__Instructions for the task__
Answer these questions using the text below about pandemic-era home moves.
1. What percentage of transactions are receiving multiple offers?
2. Who is the president of Homes.com?
3. What percentage of consumers who have moved or plan to move are relocating more than 100 miles away?

The COVID-19 pandemic and associated shift to working from home have transformed the location and feature requirements of both homebuyers and renters, according to companion surveys of more than 1,000 consumers and 600 real estate professionals by Homes.com. The “new normal” is fueling more moves from cities to suburbs, more long-distance moves, and new space and amenity demands while also prompting sellers to be more selective in a market where 95 percent of transactions are receiving multiple offers.
A majority of these moves are likely to be permanent, with nearly three out of four consumers who have moved or planning to move to take advantage of remote work opportunities reporting they will not return to their pre-pandemic residences.
The long tail of the pandemic is expected to impact agents and brokers at least into 2021 as well. With the virus continuing to batter the country and interest rates remaining low, 57 percent of respondents to the industry survey expect homebuying activity to remain at current robust levels for the next 12 months. An additional 28 percent predict even more transactions next year.
“The surge in the work-from-home population has rewritten the playbook for many home-buying and rental decisions, from when and where to relocate, to what people are looking for in their next residence,” said Homes.com President David Mele. “That, in turn, is prompting changes for real estate professionals, many of whom are expanding their market area to better serve clients who are moving farther than before. If working from home becomes standard operating procedure for many companies, as predicted, these changes will be with us for years to come.”
The surveys also found that:
One out of three consumers who moved in the last 12 months did not plan to move before COVID-19 hit. In a related finding, nearly one out of four consumers who moved in the last 12 months or plan to move in the next 12 months report their decision was sparked by a change in their job situation, presumably caused by the pandemic.
Forty-five percent of respondents said they would move if given the chance to work remotely, with 20 percent indicating that remote working was the reason they moved within the last year.
The ability to eliminate commuting as a factor in home or rental choices has substantially altered consumers’ location requirements, with 32 percent of agents and brokers reporting city-to-suburb moves as the No. 1 change and 23 percent ranking fewer requests for proximity to public transportation or highways in the No. 2 spot.
Forty percent of consumers who have moved or plan to move are relocating more than 100 miles away, with half of those moving over 500 miles. Roughly 30 percent are moving from cities to suburbs, and another 15 percent are looking for even less populated areas.

__Source material__
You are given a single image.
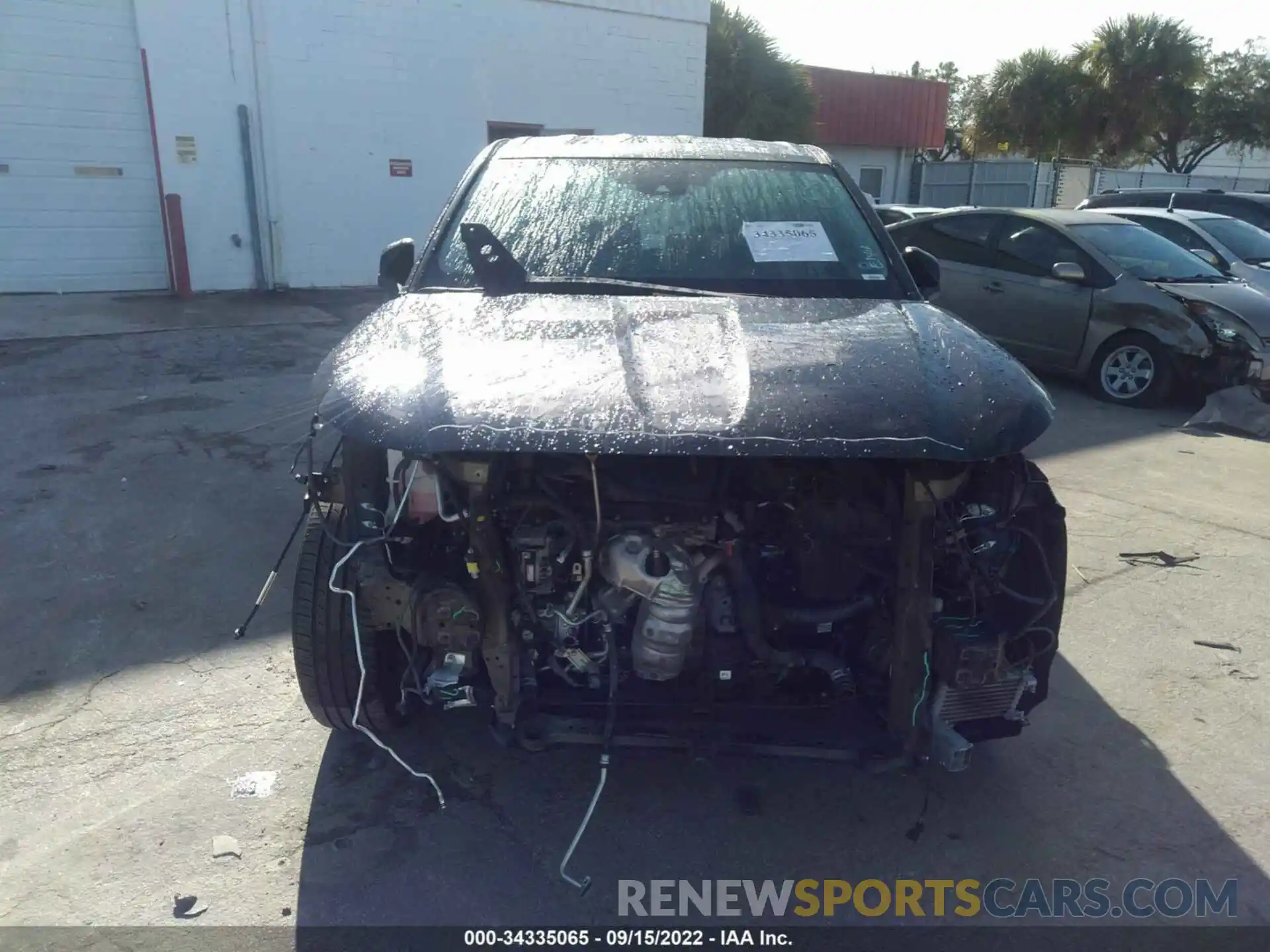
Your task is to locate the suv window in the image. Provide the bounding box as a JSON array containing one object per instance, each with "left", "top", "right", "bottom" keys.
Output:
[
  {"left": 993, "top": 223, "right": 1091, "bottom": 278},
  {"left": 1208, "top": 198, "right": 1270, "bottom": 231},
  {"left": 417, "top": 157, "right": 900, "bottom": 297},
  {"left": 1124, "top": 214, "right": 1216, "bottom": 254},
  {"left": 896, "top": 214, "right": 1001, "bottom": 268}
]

==

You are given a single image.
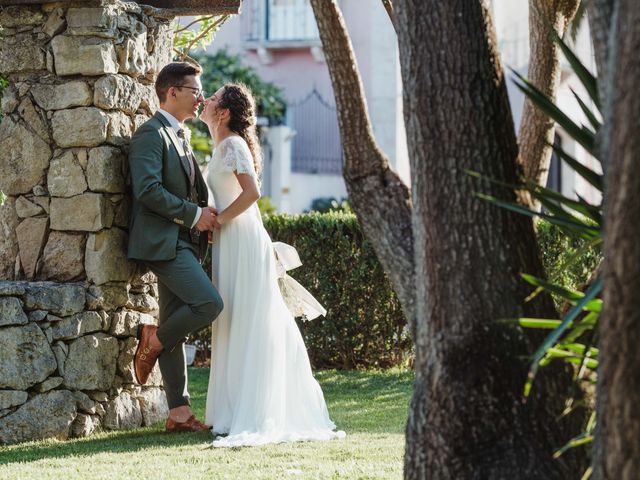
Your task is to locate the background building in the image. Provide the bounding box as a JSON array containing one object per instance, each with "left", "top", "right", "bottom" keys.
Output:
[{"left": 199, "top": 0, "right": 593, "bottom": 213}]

__Completed exercise__
1. 95 percent
2. David Mele
3. Forty percent